= Exercise goal =
Using the data below, copy every line that contains the word "bicycle".

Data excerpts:
»»

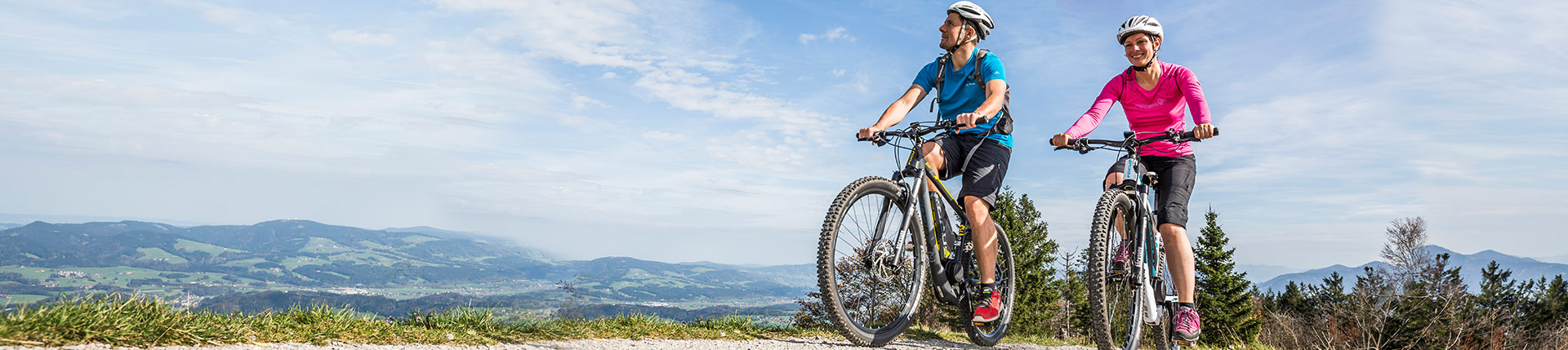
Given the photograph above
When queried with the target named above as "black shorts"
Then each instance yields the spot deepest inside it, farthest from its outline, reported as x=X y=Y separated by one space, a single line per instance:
x=985 y=170
x=1176 y=176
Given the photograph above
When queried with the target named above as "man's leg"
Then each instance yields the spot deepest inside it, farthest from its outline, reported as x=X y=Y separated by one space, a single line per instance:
x=933 y=156
x=985 y=236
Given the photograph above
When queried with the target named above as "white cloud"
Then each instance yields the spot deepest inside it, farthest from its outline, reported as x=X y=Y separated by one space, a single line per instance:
x=579 y=103
x=831 y=35
x=657 y=135
x=353 y=37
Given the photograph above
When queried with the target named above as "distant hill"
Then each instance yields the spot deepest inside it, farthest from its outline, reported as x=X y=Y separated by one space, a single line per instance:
x=272 y=300
x=1470 y=268
x=204 y=261
x=1557 y=259
x=1259 y=273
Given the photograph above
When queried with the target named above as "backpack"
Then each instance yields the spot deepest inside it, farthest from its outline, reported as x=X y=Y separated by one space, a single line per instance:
x=1000 y=127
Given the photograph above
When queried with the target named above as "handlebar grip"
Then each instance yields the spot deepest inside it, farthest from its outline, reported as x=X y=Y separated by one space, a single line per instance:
x=1192 y=137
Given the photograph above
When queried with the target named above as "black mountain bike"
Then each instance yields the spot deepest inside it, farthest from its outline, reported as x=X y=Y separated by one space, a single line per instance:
x=883 y=239
x=1125 y=303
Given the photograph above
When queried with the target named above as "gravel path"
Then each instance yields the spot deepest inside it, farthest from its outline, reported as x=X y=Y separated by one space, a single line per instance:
x=615 y=344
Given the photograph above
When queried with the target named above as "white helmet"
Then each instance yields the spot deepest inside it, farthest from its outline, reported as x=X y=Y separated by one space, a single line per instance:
x=1140 y=24
x=971 y=11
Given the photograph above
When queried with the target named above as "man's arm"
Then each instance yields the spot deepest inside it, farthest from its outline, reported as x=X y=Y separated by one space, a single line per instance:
x=898 y=110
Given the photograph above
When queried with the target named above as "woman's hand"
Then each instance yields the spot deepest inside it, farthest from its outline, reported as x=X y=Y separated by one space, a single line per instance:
x=1060 y=140
x=867 y=132
x=1203 y=131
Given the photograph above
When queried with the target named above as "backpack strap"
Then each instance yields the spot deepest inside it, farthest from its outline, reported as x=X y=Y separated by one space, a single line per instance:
x=937 y=85
x=1004 y=126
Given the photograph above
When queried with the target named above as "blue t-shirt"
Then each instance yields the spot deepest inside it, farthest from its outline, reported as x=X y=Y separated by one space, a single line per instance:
x=961 y=95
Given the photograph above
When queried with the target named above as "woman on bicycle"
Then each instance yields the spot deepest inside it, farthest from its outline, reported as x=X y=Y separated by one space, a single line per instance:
x=1153 y=95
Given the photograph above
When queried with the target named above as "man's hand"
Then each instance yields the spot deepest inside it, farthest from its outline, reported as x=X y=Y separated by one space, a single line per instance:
x=968 y=120
x=1203 y=131
x=867 y=132
x=1060 y=140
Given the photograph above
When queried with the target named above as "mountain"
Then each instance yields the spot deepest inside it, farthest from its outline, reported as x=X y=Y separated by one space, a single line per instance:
x=44 y=259
x=1557 y=259
x=1470 y=268
x=294 y=251
x=626 y=278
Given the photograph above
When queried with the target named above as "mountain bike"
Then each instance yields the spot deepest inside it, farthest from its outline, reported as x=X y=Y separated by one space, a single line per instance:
x=884 y=237
x=1138 y=297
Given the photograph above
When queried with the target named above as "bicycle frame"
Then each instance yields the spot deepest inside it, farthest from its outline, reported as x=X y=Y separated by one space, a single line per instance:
x=921 y=198
x=1150 y=275
x=1147 y=239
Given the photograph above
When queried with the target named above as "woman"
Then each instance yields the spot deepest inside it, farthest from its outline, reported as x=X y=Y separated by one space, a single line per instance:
x=1153 y=95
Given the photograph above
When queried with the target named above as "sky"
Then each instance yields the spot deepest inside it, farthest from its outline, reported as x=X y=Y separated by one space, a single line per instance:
x=720 y=131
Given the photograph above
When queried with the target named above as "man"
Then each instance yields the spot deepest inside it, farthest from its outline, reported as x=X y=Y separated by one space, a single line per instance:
x=973 y=88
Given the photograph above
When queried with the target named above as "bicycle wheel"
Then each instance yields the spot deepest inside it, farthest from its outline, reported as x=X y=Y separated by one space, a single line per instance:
x=991 y=333
x=869 y=285
x=1112 y=297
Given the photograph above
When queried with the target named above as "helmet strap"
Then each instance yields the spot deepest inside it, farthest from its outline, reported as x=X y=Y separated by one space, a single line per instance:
x=1152 y=63
x=961 y=40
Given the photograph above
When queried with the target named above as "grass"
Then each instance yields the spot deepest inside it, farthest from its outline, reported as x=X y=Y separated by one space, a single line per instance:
x=124 y=321
x=138 y=322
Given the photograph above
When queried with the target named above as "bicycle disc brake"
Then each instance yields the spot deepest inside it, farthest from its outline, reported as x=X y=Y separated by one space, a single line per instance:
x=884 y=259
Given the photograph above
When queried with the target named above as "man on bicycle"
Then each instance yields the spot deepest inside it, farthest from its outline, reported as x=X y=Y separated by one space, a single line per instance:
x=1153 y=95
x=971 y=86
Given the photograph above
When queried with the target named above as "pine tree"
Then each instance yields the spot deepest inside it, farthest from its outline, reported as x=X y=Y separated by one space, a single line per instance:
x=1223 y=294
x=1032 y=263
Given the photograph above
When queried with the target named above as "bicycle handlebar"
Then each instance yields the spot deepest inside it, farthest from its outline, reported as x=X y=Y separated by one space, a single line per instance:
x=1082 y=144
x=915 y=131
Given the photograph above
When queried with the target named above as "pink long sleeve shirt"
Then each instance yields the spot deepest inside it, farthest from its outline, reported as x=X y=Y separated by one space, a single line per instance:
x=1155 y=110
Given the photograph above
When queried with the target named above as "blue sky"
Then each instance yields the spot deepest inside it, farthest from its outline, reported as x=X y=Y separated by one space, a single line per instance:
x=719 y=131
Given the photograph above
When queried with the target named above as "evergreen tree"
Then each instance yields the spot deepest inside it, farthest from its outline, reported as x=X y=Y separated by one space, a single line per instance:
x=1223 y=294
x=1032 y=263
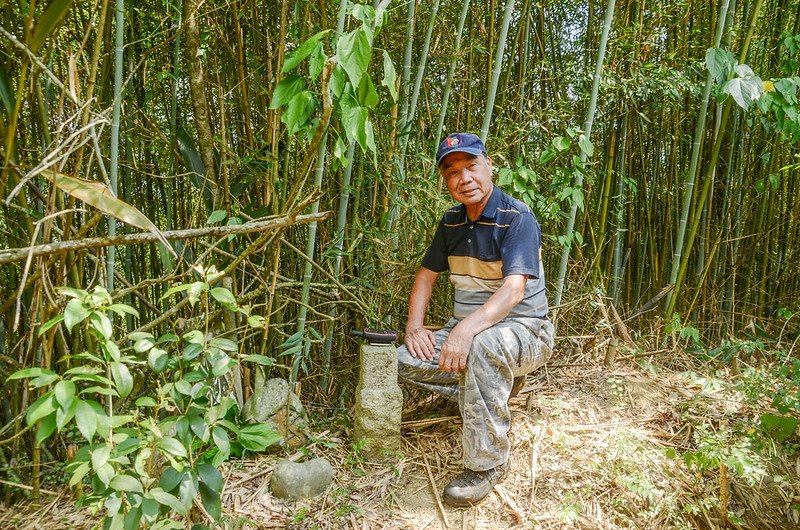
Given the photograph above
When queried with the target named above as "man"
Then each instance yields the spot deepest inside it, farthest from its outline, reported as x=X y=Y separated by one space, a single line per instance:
x=491 y=244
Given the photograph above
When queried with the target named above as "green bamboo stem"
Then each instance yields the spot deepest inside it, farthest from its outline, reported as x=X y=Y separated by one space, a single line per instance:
x=113 y=170
x=498 y=65
x=587 y=130
x=712 y=163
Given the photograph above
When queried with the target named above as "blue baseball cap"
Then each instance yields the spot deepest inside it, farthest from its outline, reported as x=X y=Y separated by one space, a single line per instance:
x=460 y=143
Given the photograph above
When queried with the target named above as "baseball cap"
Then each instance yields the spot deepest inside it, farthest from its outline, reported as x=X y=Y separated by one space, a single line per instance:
x=460 y=142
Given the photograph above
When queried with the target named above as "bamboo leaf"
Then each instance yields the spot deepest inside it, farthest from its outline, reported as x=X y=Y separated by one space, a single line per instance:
x=101 y=197
x=47 y=23
x=354 y=50
x=287 y=89
x=367 y=95
x=389 y=75
x=298 y=111
x=122 y=378
x=307 y=48
x=6 y=93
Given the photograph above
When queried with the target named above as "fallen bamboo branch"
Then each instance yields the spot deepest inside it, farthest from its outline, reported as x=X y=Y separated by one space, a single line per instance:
x=435 y=491
x=28 y=488
x=17 y=254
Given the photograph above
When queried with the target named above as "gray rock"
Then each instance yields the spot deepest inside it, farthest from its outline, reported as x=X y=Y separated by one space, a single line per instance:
x=268 y=404
x=379 y=402
x=301 y=481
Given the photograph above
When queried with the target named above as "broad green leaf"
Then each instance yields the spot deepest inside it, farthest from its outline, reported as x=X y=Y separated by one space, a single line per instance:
x=546 y=156
x=211 y=501
x=42 y=407
x=30 y=372
x=367 y=95
x=216 y=216
x=194 y=337
x=223 y=344
x=354 y=50
x=296 y=56
x=188 y=489
x=100 y=456
x=259 y=359
x=101 y=197
x=561 y=143
x=284 y=91
x=65 y=393
x=6 y=92
x=586 y=145
x=172 y=446
x=354 y=119
x=172 y=290
x=211 y=477
x=49 y=324
x=125 y=483
x=720 y=63
x=43 y=380
x=144 y=344
x=221 y=439
x=170 y=478
x=74 y=313
x=157 y=360
x=102 y=324
x=195 y=290
x=122 y=378
x=744 y=90
x=199 y=427
x=298 y=111
x=79 y=473
x=123 y=309
x=316 y=61
x=221 y=294
x=64 y=416
x=389 y=75
x=86 y=420
x=257 y=436
x=48 y=22
x=146 y=401
x=338 y=81
x=46 y=428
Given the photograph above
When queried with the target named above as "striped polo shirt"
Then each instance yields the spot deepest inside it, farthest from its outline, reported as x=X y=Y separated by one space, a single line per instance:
x=506 y=239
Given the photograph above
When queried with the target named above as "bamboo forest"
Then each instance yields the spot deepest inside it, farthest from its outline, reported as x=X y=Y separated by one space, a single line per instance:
x=212 y=214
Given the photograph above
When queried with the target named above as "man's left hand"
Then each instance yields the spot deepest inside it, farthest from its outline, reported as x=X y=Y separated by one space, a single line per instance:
x=453 y=357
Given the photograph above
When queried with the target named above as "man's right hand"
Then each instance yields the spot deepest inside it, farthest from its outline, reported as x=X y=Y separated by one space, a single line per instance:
x=421 y=343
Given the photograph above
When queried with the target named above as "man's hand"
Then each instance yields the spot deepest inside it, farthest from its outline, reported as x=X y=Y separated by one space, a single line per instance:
x=421 y=343
x=455 y=350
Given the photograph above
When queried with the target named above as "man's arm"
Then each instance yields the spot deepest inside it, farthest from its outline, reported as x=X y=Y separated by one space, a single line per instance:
x=456 y=348
x=420 y=341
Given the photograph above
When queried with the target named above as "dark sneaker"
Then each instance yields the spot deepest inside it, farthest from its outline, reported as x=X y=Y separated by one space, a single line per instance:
x=517 y=386
x=470 y=487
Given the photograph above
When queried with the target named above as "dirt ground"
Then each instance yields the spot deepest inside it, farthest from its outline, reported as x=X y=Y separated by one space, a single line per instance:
x=591 y=448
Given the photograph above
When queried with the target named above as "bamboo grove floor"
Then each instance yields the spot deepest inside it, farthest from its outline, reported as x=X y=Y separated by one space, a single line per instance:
x=591 y=449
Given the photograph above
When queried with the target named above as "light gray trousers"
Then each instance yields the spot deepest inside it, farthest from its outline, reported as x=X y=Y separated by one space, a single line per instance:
x=510 y=348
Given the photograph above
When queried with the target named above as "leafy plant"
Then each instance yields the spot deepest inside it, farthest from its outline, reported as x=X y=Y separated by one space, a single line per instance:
x=163 y=453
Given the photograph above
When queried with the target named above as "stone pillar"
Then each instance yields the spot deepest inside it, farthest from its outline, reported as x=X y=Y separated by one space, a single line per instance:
x=379 y=402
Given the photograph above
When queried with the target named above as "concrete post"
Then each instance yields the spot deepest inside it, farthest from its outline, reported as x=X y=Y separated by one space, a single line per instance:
x=379 y=402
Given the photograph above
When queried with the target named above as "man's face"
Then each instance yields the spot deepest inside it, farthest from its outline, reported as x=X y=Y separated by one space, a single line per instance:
x=468 y=178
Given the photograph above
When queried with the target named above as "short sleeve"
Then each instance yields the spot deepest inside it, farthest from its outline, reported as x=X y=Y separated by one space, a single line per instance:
x=521 y=245
x=436 y=257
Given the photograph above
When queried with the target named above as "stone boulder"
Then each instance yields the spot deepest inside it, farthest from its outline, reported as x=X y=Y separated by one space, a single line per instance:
x=274 y=404
x=295 y=481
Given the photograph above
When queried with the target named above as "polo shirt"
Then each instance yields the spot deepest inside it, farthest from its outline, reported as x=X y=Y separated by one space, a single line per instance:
x=506 y=239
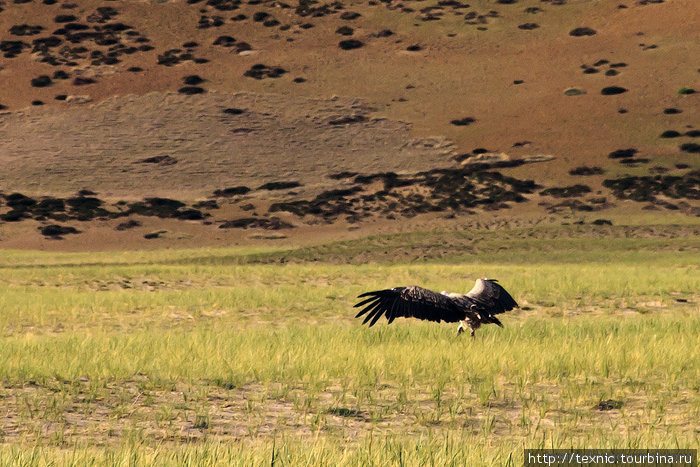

««

= Task solution =
When queried with the target named above as "woman on bicycle"
When queried with the target named above as "bicycle frame"
When queried with the target named above as "bicycle wheel"
When queried with the target named above as "bicycle disc brake"
When queried with the target named above as "man on bicycle"
When queried with the target named above as "bicycle handlebar"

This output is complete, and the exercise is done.